REQUIREMENTS:
Go through the entries from the line with "Where can you spot the officer in white" down to the line with "column 874, row 620", both ends included, and change every "painted road marking" to "painted lane line". Give those lines back with nothing else altered.
::: STORED ROWS
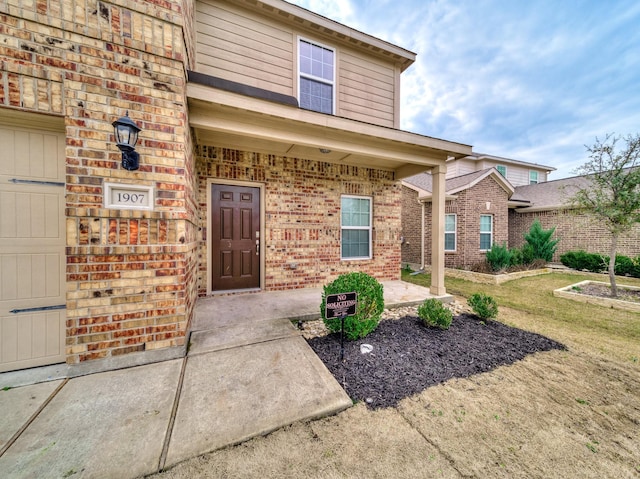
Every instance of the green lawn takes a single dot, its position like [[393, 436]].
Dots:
[[529, 303]]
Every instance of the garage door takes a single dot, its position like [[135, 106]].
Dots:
[[32, 241]]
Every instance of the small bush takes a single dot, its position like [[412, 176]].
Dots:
[[635, 272], [598, 263], [368, 311], [499, 257], [543, 247], [483, 305], [624, 265], [581, 260], [434, 314]]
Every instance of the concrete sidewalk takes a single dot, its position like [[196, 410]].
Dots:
[[248, 372]]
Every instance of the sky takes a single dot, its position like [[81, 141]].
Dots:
[[530, 80]]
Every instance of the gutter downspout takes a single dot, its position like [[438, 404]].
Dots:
[[423, 237]]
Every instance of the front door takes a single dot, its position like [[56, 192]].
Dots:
[[235, 237]]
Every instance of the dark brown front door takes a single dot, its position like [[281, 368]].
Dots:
[[235, 237]]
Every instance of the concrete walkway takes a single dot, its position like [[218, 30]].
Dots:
[[248, 372]]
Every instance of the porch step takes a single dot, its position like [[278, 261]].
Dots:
[[240, 334]]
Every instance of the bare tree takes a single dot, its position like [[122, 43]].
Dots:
[[611, 193]]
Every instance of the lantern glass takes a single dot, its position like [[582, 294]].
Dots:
[[126, 135]]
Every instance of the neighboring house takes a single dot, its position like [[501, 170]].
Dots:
[[484, 208], [547, 203], [270, 155], [518, 173], [476, 216]]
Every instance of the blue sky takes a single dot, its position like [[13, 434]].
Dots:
[[532, 80]]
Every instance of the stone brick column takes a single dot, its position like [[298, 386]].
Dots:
[[437, 236]]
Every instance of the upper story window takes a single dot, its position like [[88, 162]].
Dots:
[[450, 232], [533, 177], [356, 227], [486, 232], [316, 64]]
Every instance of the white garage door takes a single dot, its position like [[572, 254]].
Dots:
[[32, 241]]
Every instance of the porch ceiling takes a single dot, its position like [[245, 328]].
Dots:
[[231, 120]]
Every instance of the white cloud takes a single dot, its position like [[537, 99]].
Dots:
[[534, 81]]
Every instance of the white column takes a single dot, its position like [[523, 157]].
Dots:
[[437, 230]]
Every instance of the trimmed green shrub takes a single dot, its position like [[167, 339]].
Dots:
[[543, 247], [624, 265], [499, 257], [581, 260], [368, 311], [483, 305], [434, 314]]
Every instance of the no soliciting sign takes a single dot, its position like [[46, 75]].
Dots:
[[343, 304]]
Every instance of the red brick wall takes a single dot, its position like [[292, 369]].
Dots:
[[411, 226], [576, 232], [302, 214], [131, 275]]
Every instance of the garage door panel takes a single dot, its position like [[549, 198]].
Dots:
[[8, 217], [8, 277], [7, 166], [30, 276], [32, 248], [29, 215], [31, 339]]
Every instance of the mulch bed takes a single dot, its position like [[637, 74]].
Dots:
[[408, 357]]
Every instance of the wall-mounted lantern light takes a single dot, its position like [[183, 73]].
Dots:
[[126, 132]]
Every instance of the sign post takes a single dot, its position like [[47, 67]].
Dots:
[[340, 306]]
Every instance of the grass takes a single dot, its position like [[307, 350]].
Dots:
[[555, 414], [529, 303]]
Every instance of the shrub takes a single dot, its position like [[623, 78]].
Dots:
[[369, 308], [499, 257], [624, 265], [434, 314], [635, 272], [581, 260], [483, 305], [543, 247]]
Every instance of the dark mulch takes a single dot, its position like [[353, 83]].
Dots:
[[408, 357]]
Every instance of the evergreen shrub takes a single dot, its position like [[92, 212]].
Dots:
[[368, 310]]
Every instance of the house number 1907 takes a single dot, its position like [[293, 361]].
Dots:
[[130, 198]]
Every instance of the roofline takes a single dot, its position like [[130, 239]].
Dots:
[[506, 185], [481, 156]]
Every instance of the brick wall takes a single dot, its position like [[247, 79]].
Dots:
[[302, 215], [485, 198], [411, 227], [131, 275], [576, 232]]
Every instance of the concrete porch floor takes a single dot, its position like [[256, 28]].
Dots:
[[248, 372]]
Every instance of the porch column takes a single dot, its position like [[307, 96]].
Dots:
[[437, 230]]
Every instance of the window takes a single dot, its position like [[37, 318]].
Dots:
[[356, 227], [449, 232], [317, 77], [486, 232]]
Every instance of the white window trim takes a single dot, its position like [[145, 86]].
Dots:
[[454, 232], [311, 77], [537, 177], [369, 228], [490, 233]]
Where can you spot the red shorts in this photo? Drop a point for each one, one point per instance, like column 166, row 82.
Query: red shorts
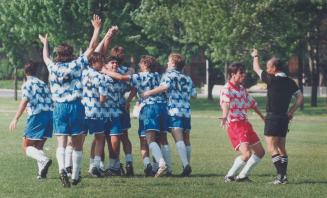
column 242, row 132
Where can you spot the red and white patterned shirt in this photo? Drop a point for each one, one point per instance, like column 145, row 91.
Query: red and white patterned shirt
column 239, row 101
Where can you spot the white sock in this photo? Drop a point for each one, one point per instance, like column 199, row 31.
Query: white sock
column 97, row 160
column 146, row 161
column 250, row 164
column 68, row 156
column 156, row 152
column 181, row 149
column 77, row 162
column 238, row 163
column 129, row 158
column 189, row 152
column 91, row 164
column 34, row 153
column 165, row 149
column 60, row 154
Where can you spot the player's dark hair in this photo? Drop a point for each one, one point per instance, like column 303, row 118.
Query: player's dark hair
column 278, row 63
column 234, row 68
column 64, row 53
column 97, row 57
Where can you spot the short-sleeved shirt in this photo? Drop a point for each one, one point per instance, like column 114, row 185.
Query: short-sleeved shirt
column 94, row 86
column 38, row 95
column 180, row 90
column 111, row 106
column 280, row 91
column 145, row 81
column 65, row 79
column 239, row 101
column 124, row 86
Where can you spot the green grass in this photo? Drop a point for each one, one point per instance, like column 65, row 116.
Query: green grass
column 211, row 158
column 9, row 84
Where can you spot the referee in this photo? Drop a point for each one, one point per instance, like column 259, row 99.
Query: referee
column 280, row 91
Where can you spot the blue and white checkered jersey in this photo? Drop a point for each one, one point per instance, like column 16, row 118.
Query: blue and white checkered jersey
column 38, row 95
column 124, row 86
column 144, row 81
column 65, row 79
column 94, row 86
column 111, row 106
column 180, row 90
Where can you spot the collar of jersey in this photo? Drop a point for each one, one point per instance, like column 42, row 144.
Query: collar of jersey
column 234, row 86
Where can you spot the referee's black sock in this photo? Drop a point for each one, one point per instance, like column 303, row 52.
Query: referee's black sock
column 277, row 162
column 284, row 162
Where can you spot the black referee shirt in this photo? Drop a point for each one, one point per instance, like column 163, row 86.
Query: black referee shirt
column 280, row 91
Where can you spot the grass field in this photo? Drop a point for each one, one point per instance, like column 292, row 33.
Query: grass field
column 212, row 156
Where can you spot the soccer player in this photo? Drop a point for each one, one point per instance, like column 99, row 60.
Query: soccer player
column 179, row 89
column 112, row 113
column 153, row 115
column 68, row 115
column 280, row 91
column 119, row 52
column 235, row 102
column 36, row 98
column 94, row 97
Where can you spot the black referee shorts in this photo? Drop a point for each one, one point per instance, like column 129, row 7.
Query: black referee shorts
column 276, row 125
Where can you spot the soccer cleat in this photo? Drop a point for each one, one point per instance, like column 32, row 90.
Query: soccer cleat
column 112, row 172
column 96, row 172
column 45, row 169
column 129, row 169
column 64, row 179
column 229, row 179
column 243, row 179
column 148, row 171
column 161, row 171
column 280, row 180
column 186, row 171
column 69, row 171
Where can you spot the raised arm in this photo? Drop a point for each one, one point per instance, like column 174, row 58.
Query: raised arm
column 96, row 23
column 107, row 38
column 107, row 42
column 298, row 102
column 44, row 40
column 256, row 64
column 157, row 90
column 19, row 112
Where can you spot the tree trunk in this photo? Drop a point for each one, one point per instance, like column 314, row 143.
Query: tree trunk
column 313, row 60
column 300, row 75
column 15, row 82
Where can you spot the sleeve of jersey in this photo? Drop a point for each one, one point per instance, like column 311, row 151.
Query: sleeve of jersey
column 224, row 96
column 26, row 92
column 103, row 88
column 134, row 80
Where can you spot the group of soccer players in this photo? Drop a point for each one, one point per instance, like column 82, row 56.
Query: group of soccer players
column 86, row 96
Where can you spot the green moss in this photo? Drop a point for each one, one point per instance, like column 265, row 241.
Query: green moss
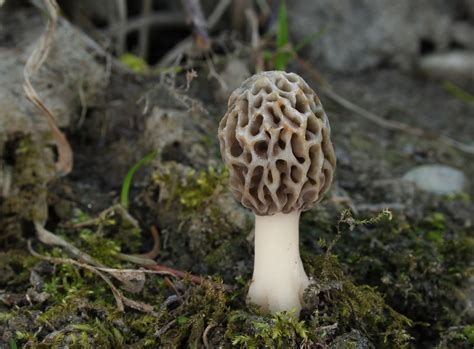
column 420, row 266
column 193, row 189
column 281, row 330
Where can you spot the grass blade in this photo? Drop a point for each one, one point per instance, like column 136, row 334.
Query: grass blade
column 127, row 181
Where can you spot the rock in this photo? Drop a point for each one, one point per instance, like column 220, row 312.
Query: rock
column 463, row 34
column 232, row 76
column 70, row 79
column 364, row 34
column 175, row 133
column 437, row 179
column 456, row 66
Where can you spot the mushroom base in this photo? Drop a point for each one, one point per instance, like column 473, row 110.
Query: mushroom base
column 279, row 279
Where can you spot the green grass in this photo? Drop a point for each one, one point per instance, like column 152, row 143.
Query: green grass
column 127, row 182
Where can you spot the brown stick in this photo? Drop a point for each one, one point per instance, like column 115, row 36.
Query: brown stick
column 155, row 251
column 33, row 64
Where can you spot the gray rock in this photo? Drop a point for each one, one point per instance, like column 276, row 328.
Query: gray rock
column 363, row 34
column 437, row 179
column 71, row 77
column 457, row 66
column 354, row 339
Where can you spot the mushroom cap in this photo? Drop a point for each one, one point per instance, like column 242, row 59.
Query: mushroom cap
column 275, row 140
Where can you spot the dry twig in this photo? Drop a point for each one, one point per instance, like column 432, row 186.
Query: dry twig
column 120, row 299
column 33, row 64
column 388, row 124
column 196, row 17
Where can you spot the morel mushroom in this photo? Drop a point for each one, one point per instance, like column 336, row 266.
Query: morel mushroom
column 275, row 140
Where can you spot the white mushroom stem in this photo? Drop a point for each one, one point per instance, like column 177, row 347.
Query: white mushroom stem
column 279, row 278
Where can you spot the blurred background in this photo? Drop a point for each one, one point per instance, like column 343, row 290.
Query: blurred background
column 108, row 119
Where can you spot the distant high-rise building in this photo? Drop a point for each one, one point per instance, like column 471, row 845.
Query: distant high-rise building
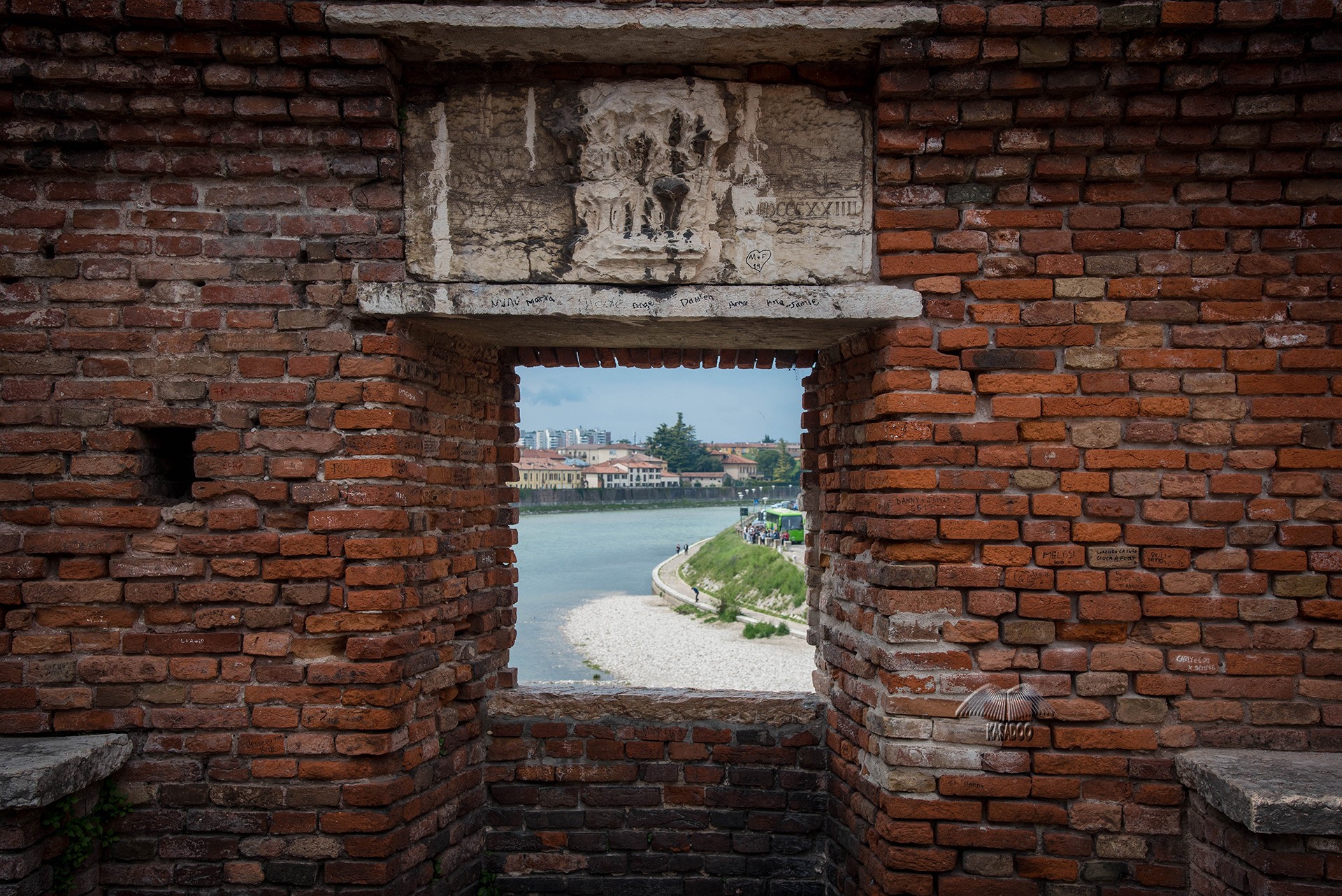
column 552, row 439
column 542, row 439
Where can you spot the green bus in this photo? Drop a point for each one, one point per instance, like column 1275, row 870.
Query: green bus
column 788, row 523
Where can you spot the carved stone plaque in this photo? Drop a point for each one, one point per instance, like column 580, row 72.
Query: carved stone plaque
column 1111, row 557
column 639, row 182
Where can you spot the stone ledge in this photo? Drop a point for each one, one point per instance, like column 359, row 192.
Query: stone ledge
column 588, row 703
column 36, row 772
column 670, row 317
column 646, row 34
column 1269, row 792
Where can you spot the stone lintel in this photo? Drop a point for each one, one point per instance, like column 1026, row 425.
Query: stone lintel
column 642, row 35
column 670, row 317
column 591, row 702
column 1266, row 790
column 36, row 772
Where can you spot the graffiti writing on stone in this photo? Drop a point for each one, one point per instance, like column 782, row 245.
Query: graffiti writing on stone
column 640, row 182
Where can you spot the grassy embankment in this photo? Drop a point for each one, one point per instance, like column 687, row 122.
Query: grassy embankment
column 749, row 576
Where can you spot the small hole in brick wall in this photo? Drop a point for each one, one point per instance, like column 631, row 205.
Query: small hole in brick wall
column 169, row 467
column 659, row 540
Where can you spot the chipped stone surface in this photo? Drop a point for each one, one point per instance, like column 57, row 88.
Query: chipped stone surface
column 637, row 182
column 646, row 34
column 36, row 772
column 654, row 704
column 1267, row 792
column 564, row 315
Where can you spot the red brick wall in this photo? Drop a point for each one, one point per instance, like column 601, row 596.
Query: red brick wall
column 301, row 648
column 29, row 846
column 1124, row 220
column 627, row 804
column 1227, row 859
column 1127, row 246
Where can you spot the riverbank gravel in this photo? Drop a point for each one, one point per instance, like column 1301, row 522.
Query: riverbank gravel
column 642, row 642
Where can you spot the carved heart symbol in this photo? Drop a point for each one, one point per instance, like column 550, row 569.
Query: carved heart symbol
column 758, row 258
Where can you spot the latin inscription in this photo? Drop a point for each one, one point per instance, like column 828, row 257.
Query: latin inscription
column 639, row 182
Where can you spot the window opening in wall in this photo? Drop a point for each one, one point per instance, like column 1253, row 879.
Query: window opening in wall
column 169, row 463
column 661, row 540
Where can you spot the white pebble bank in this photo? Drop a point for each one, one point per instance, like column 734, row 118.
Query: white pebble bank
column 642, row 642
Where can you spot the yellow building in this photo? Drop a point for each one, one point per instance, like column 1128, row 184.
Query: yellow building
column 547, row 472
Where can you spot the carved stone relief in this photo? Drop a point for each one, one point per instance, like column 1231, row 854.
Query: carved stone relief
column 639, row 182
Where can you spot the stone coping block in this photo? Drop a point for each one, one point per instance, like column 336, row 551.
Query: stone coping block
column 36, row 772
column 1269, row 792
column 588, row 703
column 672, row 317
column 647, row 34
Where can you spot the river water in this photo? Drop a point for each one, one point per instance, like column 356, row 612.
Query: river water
column 565, row 560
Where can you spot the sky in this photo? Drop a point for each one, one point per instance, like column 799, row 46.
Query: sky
column 722, row 405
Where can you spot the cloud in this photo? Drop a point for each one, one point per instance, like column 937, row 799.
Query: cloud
column 554, row 396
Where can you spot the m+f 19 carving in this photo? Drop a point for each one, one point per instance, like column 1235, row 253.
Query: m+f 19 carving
column 1009, row 714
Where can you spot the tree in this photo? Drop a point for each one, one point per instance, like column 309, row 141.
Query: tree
column 678, row 446
column 776, row 464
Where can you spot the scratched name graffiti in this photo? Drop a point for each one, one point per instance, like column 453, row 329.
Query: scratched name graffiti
column 519, row 302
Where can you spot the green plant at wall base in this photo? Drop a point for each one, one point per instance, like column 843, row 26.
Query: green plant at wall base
column 82, row 832
column 487, row 887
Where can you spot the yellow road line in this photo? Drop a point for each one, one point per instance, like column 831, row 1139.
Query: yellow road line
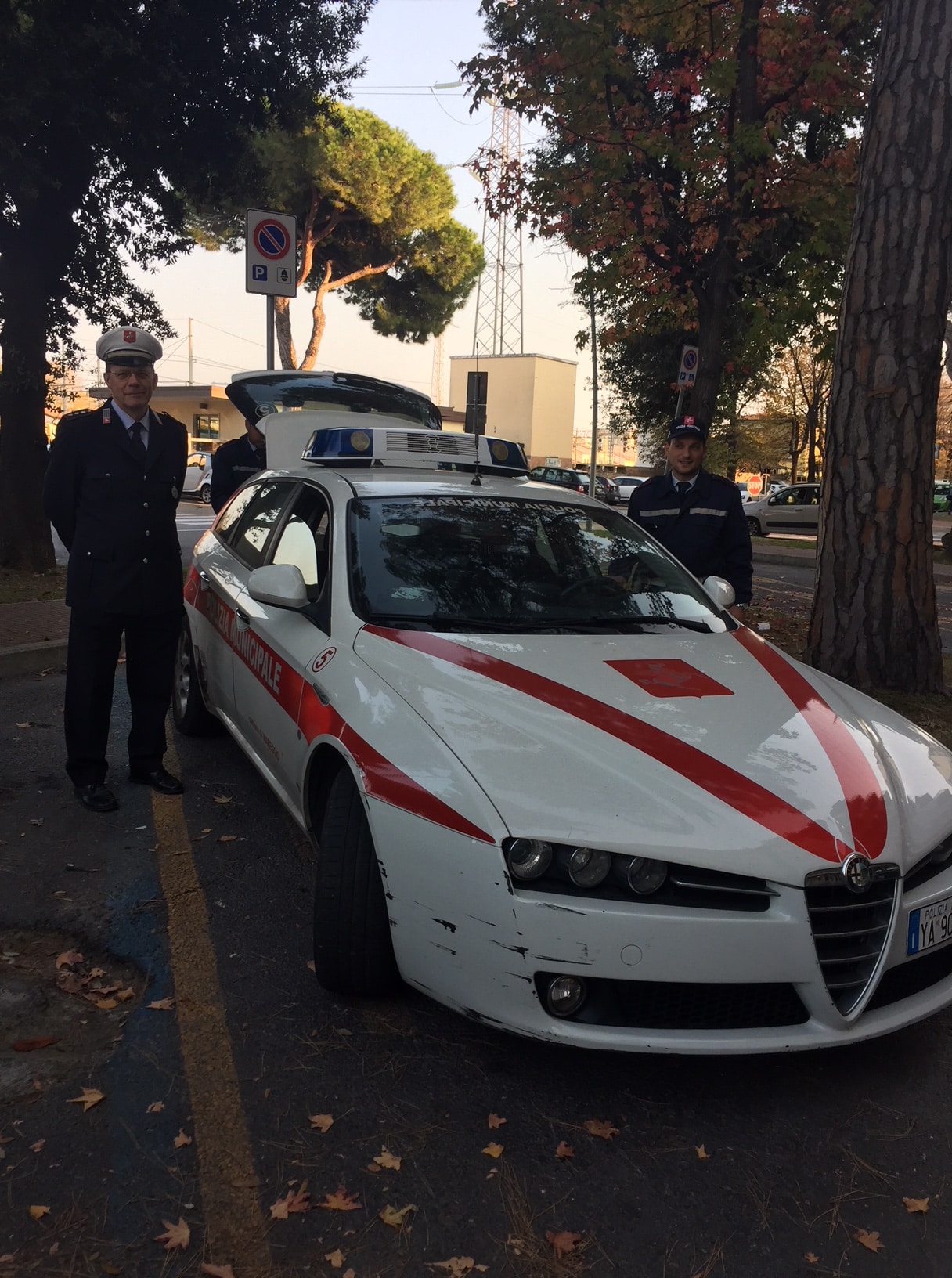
column 229, row 1186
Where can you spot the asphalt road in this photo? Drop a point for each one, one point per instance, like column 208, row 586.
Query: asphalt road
column 758, row 1167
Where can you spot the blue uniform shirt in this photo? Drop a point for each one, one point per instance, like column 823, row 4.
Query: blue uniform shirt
column 707, row 532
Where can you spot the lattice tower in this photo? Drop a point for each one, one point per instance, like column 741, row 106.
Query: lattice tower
column 499, row 323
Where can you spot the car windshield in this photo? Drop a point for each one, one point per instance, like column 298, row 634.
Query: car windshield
column 489, row 564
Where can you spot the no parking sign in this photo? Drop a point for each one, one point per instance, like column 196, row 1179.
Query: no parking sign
column 271, row 253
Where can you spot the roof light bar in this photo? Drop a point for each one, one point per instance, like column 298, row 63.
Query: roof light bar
column 416, row 450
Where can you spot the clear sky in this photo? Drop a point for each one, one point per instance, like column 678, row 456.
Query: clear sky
column 409, row 45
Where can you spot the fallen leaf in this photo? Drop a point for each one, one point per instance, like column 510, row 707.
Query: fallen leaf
column 395, row 1218
column 90, row 1098
column 598, row 1128
column 917, row 1205
column 340, row 1201
column 562, row 1243
column 175, row 1235
column 871, row 1241
column 294, row 1200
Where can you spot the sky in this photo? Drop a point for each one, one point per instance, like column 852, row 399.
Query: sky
column 409, row 46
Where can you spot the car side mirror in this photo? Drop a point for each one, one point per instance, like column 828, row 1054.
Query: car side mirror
column 719, row 590
column 280, row 584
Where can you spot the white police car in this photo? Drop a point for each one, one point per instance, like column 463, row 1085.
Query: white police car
column 521, row 735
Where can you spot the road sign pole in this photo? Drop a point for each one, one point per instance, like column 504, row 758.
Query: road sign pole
column 270, row 338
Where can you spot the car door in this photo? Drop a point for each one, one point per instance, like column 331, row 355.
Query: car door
column 275, row 647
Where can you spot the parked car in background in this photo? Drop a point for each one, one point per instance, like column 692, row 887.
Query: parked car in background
column 198, row 477
column 792, row 510
column 626, row 485
column 561, row 475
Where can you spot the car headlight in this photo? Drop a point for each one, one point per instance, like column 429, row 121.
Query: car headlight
column 644, row 875
column 528, row 857
column 588, row 867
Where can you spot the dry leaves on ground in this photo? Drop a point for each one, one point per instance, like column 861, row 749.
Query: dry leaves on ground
column 598, row 1128
column 90, row 1098
column 175, row 1236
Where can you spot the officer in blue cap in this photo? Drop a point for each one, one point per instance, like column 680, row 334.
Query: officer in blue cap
column 111, row 489
column 697, row 515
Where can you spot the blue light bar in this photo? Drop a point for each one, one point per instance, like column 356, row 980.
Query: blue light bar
column 414, row 449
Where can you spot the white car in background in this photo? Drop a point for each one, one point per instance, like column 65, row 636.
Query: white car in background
column 552, row 782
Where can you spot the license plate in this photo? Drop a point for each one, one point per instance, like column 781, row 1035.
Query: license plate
column 929, row 927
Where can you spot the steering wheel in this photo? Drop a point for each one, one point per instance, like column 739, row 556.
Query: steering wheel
column 600, row 587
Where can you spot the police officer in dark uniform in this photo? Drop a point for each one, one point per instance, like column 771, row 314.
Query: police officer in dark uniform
column 697, row 515
column 236, row 461
column 111, row 489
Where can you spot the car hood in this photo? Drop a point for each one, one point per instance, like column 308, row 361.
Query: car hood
column 715, row 750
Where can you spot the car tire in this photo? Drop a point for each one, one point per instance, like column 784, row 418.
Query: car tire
column 353, row 948
column 191, row 716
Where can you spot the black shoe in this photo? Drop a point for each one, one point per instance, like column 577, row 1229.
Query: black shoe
column 96, row 798
column 159, row 778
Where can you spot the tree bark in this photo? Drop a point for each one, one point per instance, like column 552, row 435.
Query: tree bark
column 874, row 619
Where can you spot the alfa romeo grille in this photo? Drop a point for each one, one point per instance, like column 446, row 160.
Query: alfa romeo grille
column 849, row 930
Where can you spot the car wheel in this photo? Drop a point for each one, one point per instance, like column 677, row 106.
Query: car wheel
column 191, row 715
column 353, row 948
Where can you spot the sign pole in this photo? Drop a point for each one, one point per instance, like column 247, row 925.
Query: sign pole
column 270, row 338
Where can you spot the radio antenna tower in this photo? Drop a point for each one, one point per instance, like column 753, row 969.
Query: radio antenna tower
column 499, row 323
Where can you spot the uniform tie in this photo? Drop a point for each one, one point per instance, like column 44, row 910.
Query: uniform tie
column 135, row 436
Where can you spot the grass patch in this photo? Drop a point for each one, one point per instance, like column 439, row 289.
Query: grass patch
column 20, row 587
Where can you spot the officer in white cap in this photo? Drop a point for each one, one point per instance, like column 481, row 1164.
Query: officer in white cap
column 111, row 489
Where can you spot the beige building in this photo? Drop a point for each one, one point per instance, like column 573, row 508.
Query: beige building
column 206, row 410
column 529, row 399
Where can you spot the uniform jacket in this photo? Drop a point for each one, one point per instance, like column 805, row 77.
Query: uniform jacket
column 709, row 532
column 232, row 464
column 115, row 513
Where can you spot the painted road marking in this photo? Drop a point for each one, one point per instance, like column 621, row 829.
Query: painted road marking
column 228, row 1182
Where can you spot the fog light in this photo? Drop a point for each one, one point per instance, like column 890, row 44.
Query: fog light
column 646, row 877
column 528, row 857
column 588, row 867
column 565, row 996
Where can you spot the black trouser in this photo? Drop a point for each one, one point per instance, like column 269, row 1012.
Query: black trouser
column 95, row 639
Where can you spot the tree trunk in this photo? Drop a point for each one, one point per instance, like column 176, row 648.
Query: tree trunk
column 874, row 620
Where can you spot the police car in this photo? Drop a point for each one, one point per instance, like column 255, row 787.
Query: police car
column 521, row 738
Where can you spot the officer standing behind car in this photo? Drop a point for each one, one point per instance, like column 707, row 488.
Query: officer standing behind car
column 697, row 515
column 111, row 489
column 236, row 461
::::::
RESPONSE:
Where can you spot the officer in white cap in this photo? Drop a point for each one, one point per instance, like column 481, row 1164.
Query: officer in white cap
column 111, row 489
Where can you spot the beige building in this photo? Drop a point for each one, one point per instance, like column 573, row 508.
Query: beige building
column 206, row 410
column 529, row 399
Where can you spot the uniform jacket in this photo? Drop a point for each one, one point per instance, like column 805, row 77.
Query: uniform jacket
column 709, row 532
column 232, row 464
column 115, row 513
Where can you spot the painted lane line in this photo? Drop a point for each one, one point per instance, like column 621, row 829.
Query: painted lane line
column 228, row 1182
Where can you spot the fog light in this photo? Drop a point for each one, one point per instance, like column 890, row 44.
Query: fog light
column 646, row 877
column 528, row 857
column 588, row 867
column 565, row 996
Where can you spot the black trouser in this photo? Drop a point for each one, one point per instance, like column 269, row 1012.
Query: black trouser
column 95, row 639
Where can you spot the tree trunk in this photo? Drop a point for each one, one point per instance, like column 176, row 648.
Query: tree trunk
column 874, row 620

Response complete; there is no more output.